══ Extracted material
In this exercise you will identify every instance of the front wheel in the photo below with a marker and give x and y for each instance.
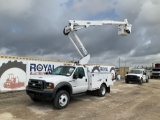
(147, 80)
(102, 91)
(141, 81)
(127, 81)
(61, 99)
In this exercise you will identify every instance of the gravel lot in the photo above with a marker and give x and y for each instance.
(125, 102)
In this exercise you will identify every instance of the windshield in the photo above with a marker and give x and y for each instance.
(135, 71)
(155, 69)
(63, 70)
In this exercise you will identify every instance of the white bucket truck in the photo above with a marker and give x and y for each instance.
(137, 75)
(67, 81)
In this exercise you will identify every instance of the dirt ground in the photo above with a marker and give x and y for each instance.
(125, 102)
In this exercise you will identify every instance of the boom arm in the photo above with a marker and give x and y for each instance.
(124, 28)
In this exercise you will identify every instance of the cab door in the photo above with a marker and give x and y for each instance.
(80, 81)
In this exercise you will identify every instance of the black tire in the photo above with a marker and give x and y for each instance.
(127, 81)
(147, 80)
(141, 81)
(35, 99)
(61, 99)
(102, 90)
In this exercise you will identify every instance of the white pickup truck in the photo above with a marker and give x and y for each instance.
(67, 81)
(137, 75)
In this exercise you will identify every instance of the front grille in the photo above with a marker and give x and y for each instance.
(131, 77)
(36, 84)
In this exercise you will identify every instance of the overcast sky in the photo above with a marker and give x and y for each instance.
(34, 28)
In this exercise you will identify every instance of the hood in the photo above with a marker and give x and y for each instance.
(51, 78)
(134, 74)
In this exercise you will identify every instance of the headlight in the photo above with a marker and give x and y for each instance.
(50, 85)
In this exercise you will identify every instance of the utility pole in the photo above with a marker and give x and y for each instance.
(119, 63)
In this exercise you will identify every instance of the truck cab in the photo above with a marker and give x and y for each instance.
(67, 81)
(136, 75)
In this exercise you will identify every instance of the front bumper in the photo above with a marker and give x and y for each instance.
(46, 94)
(132, 78)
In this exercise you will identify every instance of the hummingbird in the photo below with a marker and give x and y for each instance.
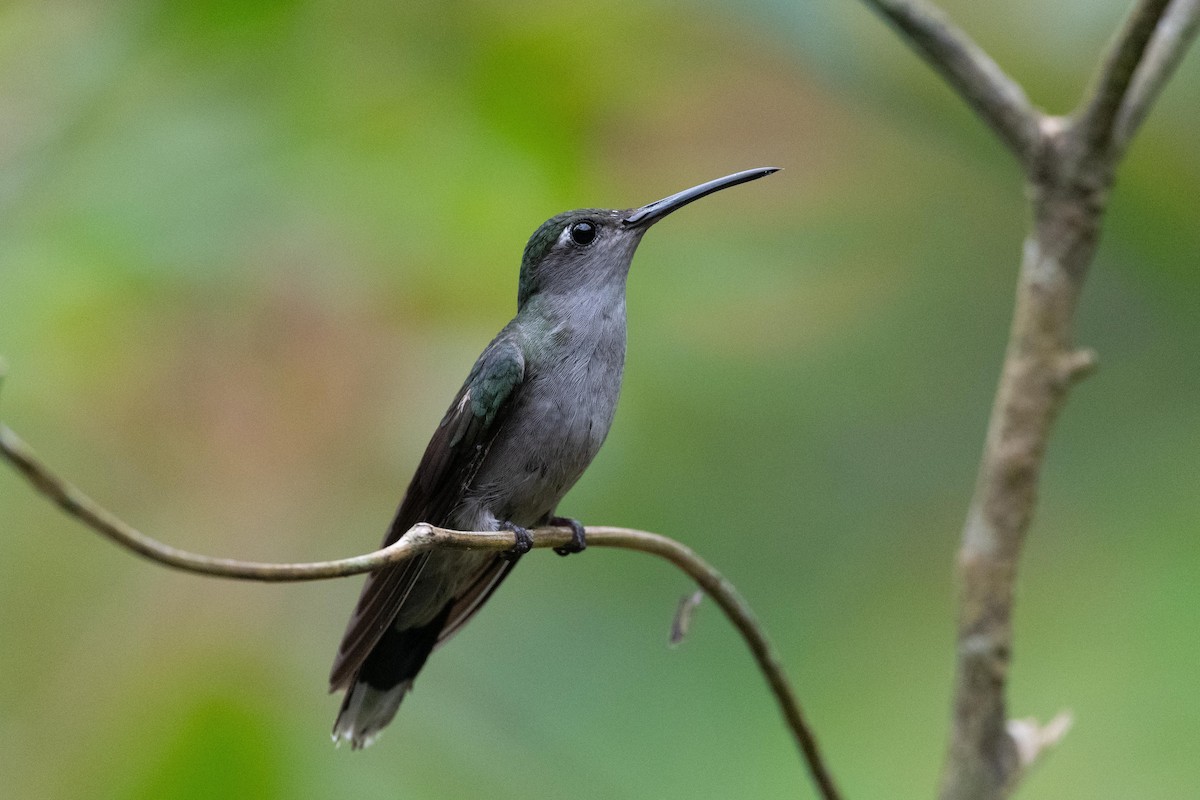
(526, 423)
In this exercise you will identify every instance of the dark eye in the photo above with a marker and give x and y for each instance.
(583, 233)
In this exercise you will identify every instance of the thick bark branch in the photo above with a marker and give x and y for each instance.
(1108, 90)
(983, 85)
(1071, 164)
(1175, 32)
(423, 537)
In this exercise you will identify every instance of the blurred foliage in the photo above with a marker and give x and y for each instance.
(247, 252)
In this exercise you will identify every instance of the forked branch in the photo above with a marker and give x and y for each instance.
(425, 537)
(969, 70)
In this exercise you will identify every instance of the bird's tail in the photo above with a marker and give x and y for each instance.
(381, 684)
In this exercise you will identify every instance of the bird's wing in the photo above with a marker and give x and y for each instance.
(453, 457)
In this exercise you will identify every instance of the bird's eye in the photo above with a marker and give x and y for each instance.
(583, 233)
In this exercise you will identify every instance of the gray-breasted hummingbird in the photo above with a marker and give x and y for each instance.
(529, 419)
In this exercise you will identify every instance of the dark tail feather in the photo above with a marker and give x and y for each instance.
(383, 680)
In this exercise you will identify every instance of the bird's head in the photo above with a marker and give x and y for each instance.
(591, 248)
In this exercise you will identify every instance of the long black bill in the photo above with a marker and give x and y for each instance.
(651, 214)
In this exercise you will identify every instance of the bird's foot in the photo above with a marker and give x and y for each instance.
(579, 541)
(523, 543)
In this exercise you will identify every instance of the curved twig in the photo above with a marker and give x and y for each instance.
(423, 537)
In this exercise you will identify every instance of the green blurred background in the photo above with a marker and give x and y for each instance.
(249, 251)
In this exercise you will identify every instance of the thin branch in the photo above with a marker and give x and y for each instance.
(1109, 88)
(1175, 32)
(971, 72)
(423, 537)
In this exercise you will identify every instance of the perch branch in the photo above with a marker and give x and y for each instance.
(969, 70)
(423, 537)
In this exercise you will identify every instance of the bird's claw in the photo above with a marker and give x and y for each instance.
(522, 546)
(579, 541)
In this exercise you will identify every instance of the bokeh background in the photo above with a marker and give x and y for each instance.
(249, 251)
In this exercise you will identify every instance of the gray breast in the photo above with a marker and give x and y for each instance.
(561, 416)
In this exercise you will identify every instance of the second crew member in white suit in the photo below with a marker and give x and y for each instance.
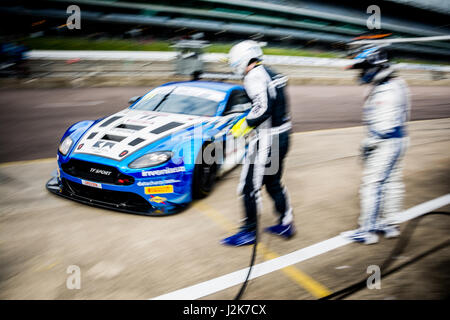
════
**The problem**
An acceptable answer holds exactly the lines from the one with "In this exercise you will identify every instance of the green" through the end of the entries above, both ends kept, and no pictures at all.

**Response area**
In this exercise you will identify every instance of the green blurred background in the photo above with a marker and give x and y for each instance.
(249, 251)
In this exercise you will identify every instance of the thin branch in the photo above with a marker and give x and y for each instance.
(1109, 88)
(1175, 32)
(971, 72)
(423, 537)
In this exercise you will identify every instance of the perch branch in the photo above with a marker and give x and y for each instance.
(969, 70)
(423, 537)
In this exercise you will identify every instance of the bird's claw in the photo above with a marker and give x and y for each instance.
(522, 546)
(579, 541)
In this exercise you will identify every instance of the bokeh background in the photo above with a marker and give x and y for each instance.
(249, 251)
In this exercise you will identify every instance of the gray breast in the photo above with a marker and give x and y for each instance.
(561, 416)
In this exercise you will identify every instance of the second crew member in white suit in the photo below with a marker and give x and y for each instance.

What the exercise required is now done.